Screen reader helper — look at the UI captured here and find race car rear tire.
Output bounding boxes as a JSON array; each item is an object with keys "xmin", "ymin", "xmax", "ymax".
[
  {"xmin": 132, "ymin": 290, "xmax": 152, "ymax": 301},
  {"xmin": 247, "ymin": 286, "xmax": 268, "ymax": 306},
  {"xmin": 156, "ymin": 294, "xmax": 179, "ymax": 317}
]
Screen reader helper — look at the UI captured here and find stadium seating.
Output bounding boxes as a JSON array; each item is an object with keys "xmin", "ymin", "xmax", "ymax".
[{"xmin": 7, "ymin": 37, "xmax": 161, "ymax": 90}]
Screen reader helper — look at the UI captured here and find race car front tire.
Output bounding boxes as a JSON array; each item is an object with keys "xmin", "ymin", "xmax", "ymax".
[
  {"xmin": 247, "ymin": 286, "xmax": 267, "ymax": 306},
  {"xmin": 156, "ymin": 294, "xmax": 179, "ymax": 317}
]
----------
▶ _Task objective_:
Rewrite all of the lines above, replacing "race car" with "racing car" everywhere it appears and leaving everything else unchanged.

▶ _Task result_:
Screen reader helper — look at the UI captured here and find racing car rear tire.
Output bounding boxes as a JSON array; each item is an object with keys "xmin", "ymin", "xmax", "ymax".
[
  {"xmin": 132, "ymin": 290, "xmax": 152, "ymax": 301},
  {"xmin": 247, "ymin": 286, "xmax": 268, "ymax": 306},
  {"xmin": 156, "ymin": 294, "xmax": 179, "ymax": 317}
]
Screen reader helper — look at the UI captured here and find stadium seating.
Output bounding boxes as a JSON array; each item is an object with keys "xmin", "ymin", "xmax", "ymax".
[{"xmin": 7, "ymin": 37, "xmax": 161, "ymax": 90}]
Screen reader helper — look at the UI captured here and find racing car front tire.
Output bounding boxes as a JSON array; each item is an object with keys "xmin", "ymin", "xmax", "ymax".
[
  {"xmin": 247, "ymin": 286, "xmax": 267, "ymax": 306},
  {"xmin": 156, "ymin": 294, "xmax": 179, "ymax": 317}
]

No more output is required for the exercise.